(Segmentation mask data)
---
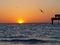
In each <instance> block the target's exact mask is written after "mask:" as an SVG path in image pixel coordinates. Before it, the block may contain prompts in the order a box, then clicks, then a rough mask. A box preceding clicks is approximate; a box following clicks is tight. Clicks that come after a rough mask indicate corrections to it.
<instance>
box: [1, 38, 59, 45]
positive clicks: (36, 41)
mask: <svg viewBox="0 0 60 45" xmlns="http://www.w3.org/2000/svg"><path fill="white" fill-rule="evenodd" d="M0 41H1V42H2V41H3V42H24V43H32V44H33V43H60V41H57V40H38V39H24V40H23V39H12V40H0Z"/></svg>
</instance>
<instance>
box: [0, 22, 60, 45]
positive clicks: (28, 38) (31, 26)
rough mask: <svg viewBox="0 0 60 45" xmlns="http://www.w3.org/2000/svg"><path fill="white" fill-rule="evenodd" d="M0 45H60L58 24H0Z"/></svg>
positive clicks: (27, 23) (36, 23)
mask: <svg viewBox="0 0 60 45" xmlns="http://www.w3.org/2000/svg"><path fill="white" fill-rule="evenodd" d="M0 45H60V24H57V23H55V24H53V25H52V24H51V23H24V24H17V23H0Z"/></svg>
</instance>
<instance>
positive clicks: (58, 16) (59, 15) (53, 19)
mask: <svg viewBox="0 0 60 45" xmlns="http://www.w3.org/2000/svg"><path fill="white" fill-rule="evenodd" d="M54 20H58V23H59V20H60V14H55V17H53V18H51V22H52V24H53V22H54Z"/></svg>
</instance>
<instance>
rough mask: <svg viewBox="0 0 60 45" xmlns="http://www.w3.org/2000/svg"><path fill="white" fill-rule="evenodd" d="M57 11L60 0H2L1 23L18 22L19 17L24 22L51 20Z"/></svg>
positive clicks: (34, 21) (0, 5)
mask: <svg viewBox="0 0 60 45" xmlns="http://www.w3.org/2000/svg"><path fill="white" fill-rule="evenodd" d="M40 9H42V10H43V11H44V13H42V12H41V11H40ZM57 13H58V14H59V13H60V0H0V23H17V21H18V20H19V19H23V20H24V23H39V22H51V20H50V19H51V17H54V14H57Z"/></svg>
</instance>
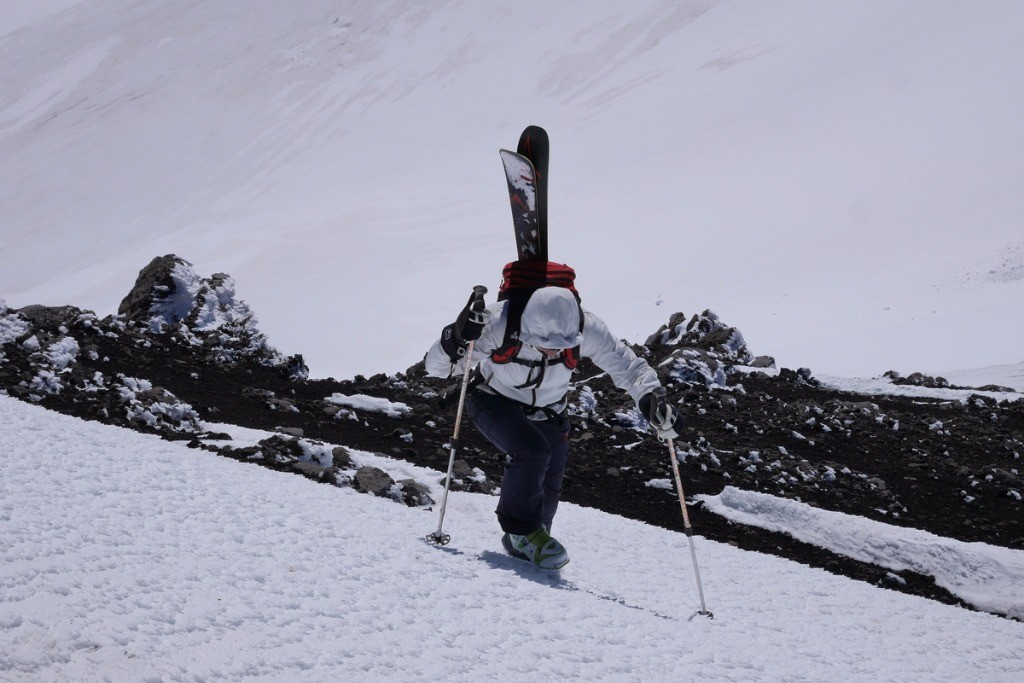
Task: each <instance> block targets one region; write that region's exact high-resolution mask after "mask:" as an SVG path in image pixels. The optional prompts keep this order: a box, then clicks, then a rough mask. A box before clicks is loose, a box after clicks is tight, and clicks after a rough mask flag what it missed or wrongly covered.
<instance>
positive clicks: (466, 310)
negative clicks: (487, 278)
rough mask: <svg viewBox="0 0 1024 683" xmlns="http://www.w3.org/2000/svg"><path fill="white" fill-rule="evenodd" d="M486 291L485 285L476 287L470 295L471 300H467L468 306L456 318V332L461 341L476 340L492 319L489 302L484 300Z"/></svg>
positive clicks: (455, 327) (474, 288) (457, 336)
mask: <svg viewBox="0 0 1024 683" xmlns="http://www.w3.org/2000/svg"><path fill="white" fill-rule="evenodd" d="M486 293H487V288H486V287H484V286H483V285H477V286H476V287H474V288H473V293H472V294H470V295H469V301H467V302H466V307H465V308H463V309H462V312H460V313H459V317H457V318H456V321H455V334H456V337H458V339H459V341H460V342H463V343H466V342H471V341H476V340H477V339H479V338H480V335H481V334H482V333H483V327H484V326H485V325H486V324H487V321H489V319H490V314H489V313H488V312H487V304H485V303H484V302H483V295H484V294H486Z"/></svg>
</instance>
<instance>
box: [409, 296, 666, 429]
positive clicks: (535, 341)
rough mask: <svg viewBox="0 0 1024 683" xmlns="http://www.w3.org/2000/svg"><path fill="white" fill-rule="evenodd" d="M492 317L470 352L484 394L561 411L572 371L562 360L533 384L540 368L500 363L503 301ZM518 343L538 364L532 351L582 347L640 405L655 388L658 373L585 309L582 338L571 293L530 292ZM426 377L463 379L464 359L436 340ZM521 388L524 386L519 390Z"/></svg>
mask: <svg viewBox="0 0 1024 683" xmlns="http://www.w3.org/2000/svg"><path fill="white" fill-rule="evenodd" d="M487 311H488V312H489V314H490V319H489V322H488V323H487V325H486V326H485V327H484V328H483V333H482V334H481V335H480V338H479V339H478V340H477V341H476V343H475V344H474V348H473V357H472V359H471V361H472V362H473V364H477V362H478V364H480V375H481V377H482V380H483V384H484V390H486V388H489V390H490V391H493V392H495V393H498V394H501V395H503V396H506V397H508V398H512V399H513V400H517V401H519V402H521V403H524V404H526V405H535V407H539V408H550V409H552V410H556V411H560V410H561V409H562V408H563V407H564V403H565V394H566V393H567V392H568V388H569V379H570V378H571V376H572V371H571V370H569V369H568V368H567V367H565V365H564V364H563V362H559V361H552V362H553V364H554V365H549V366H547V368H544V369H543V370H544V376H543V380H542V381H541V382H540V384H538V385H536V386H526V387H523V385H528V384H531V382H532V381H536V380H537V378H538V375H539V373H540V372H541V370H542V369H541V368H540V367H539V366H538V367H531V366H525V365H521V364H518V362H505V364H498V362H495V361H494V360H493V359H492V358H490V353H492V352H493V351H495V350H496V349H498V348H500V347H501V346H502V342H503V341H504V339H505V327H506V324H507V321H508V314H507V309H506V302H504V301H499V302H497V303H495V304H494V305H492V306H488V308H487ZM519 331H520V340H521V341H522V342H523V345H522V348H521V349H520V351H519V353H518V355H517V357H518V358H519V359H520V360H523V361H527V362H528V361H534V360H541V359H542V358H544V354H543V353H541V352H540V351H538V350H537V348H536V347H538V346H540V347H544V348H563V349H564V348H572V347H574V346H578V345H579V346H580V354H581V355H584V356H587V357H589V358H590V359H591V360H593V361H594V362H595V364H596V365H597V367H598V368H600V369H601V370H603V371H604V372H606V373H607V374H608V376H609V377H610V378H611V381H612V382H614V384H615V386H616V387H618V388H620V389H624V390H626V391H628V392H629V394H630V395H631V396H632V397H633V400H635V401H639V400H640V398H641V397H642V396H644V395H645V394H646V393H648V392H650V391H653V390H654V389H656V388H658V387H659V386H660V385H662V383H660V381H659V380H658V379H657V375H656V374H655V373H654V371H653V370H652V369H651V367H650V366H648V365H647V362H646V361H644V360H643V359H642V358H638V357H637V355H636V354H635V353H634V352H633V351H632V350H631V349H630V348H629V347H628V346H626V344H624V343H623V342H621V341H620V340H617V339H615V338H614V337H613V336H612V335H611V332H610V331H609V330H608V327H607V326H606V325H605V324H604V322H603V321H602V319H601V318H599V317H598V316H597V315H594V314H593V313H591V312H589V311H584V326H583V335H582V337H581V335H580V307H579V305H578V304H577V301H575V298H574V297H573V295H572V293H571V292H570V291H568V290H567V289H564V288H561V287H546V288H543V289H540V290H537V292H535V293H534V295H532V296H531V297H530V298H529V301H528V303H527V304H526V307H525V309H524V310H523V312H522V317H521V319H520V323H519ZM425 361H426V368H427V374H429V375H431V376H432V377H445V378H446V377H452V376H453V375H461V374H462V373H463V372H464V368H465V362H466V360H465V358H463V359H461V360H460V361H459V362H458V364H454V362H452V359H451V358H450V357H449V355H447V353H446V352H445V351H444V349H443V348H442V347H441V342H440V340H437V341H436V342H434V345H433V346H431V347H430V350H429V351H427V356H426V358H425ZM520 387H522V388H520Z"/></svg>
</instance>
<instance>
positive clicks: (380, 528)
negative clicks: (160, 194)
---
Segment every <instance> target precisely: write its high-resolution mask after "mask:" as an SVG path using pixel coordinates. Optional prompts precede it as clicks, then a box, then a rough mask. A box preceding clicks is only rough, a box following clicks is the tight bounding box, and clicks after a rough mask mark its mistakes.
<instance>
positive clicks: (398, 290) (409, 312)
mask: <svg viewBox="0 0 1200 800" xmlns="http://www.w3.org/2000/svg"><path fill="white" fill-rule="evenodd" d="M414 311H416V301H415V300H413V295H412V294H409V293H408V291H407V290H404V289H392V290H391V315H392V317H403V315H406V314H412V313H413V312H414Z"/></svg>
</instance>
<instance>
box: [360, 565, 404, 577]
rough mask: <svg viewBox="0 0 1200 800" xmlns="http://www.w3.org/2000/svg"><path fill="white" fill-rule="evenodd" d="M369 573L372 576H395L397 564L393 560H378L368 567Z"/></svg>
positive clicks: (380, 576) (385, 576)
---
### [Your task]
Find each line in the listing that contains the word "after" and copy those lines out in full.

### [Solution for this problem]
In each <instance> block the target's exact mask is written after "mask:" as an SVG path in image pixel coordinates. Before it, the block may contain prompts in the order a box, then clicks, then a rough mask. A box preceding clicks is approximate; a box following clicks is tight. Clicks that come after a rough mask indicate corrections to it.
Task: each <instance> block targets one region; write that region's exact high-resolution mask after "mask:" as an SVG path in image pixels. The optional prompts keep this order: a box, then clicks, then a rough mask. A box before clicks is loose, a box after clicks is tight, and clicks after a rough mask flag what it missed or wrongly covered.
Segment every <instance> target precisely: write its high-resolution mask after "mask:" as an SVG path using pixel coordinates. Optional prompts precede it as clicks, then a box, then a rough mask. A box preceding clicks is only rough, a box following clicks is the tight bounding box, and clicks after a rough mask mark its mistakes.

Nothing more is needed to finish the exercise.